---- Source extract
Once upon a time, the NDP promoted itself as a party that based its positions on fact. It was never true, but that’s how they promoted themselves.
But in reality, the NDP is a party that has consistently formulated its policy by cobbling together a a series of fantasy-based positions. Their most recent take on the Canadian economy — that the energy industry has artificially inflated the Canadian dollar, hollowing out Canadian manufacturing, resulting in an economic malaise known as “Dutch Disease” — is only their most recent fantasy-based position. It’s slowly leading them deeper and deeper down into a rabbit hole from which they may never return.
Enter Burnaby-New Westminster MP Peter Julian. Julian has stood firm behind NDP leader Thomas Mulcair in his steadfast refusal to back away from his “Dutch Disease” theory, despite all the facts to the contrary. Julian declared Mulcair’s stubbornness to be “leadership”, which is a very sad statement on what passes for leadership within the New Democratic Party.
Even in the wake of touring the oilsands alongside Mulcair, Julian isn’t interested in letting the facts spoil a good theory.
For example, Julian has recently claimed that the 2012 Alberta budget supports Mulcair’s position on “Dutch Disease.” In order to support this claim, he quotes a section of the budget that admits the challenges a high dollar poses to manufacturing sectors of the economy.
This is quite a whopper, but no more a whopper than Julian repeating Mulcair’s claim that a recent study by the Institute for Research on Public Policy supports Mulcair’s thesis. In fact, when taken together, these two whoppers become an incredible double whopper.
For one thing, it’s a clear indication that Julian never actually read the IRPP report. The IRPP report in fact differs from Mulcair on the most fundamental of points: it disputes whether or not the Canadian dollar is actually a Petro-dollar. In fact, the IRPP concluded that the value of the Canadian dollar is actually driven by non-energy commodities. They point specifically to wheat, other foodstuffs, and various metals and minerals mined in northern Ontario and Quebec.
The Alberta budget makes no mention of Alberta’s energy industry artificially inflating the Canadian dollar — mostly because the very notion of it is absurd. The international money markets determine the value of the Canadian dollar, not Thomas Mulcair. That won’t change if he ever becomes Prime Minister, no matter how hard he may try. He can certainly introduce policies designed to deflate the value of the dollar, but it wouldn’t be long before he would have to face the Canadian people and explain precisely why.
Although neither Thomas Mulcair nor Peter Julian thinks they would ever have to do such a thing. Simply put, they think the Canadian people aren’t paying attention: aren’t paying attention to the vast wealth of information that refutes their ill-founded “Dutch Disease” theories, and won’t pay attention to the disastrous economic course they want to chart for Canada.
But soon the NDP’s post-leadership honeymoon will be over. More and more Canadians will be asking serious questions of Mulcair, and when that happens, he won’t be able to dismiss them all as “[Prime Minister Stephen] Harper’s messengers.” And when that happens, Thomas Mulcair and the NDP will be in very, very deep trouble.
--------
---- Excerpted records
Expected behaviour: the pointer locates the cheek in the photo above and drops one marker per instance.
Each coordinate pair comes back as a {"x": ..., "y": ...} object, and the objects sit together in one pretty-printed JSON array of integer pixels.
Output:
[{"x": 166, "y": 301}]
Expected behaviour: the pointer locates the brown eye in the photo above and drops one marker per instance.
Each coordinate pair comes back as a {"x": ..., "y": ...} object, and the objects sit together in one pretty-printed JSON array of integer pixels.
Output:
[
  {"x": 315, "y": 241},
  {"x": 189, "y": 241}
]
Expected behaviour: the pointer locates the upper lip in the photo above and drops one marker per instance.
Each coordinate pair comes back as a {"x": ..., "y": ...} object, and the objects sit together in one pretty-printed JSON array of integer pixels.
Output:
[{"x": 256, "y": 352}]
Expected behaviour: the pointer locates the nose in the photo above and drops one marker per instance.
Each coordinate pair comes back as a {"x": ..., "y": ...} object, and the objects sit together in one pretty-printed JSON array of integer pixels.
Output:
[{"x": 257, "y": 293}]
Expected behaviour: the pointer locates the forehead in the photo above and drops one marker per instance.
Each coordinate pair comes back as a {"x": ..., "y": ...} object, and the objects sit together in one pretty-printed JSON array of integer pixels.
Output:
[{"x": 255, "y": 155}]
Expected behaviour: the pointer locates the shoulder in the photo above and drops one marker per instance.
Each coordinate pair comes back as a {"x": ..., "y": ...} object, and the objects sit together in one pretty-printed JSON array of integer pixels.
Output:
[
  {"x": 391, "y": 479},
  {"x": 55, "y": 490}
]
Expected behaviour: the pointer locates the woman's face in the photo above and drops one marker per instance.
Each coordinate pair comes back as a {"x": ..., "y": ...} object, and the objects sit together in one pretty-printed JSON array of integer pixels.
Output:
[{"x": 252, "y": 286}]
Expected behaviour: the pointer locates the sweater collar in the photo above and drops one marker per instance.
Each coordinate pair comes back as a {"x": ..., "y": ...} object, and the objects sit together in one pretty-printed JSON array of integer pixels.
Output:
--------
Activity 1: Retype the NDP article between "Enter Burnaby-New Westminster" and "of the economy.", inclusive.
Activity 2: According to the NDP article, what did the IRPP conclude actually drives the value of the Canadian dollar?

Expected output 1:
Enter Burnaby-New Westminster MP Peter Julian. Julian has stood firm behind NDP leader Thomas Mulcair in his steadfast refusal to back away from his “Dutch Disease” theory, despite all the facts to the contrary. Julian declared Mulcair’s stubbornness to be “leadership”, which is a very sad statement on what passes for leadership within the New Democratic Party.
Even in the wake of touring the oilsands alongside Mulcair, Julian isn’t interested in letting the facts spoil a good theory.
For example, Julian has recently claimed that the 2012 Alberta budget supports Mulcair’s position on “Dutch Disease.” In order to support this claim, he quotes a section of the budget that admits the challenges a high dollar poses to manufacturing sectors of the economy.

Expected output 2: Non-energy commodities, specifically wheat, other foodstuffs, and various metals and minerals mined in northern Ontario and Quebec.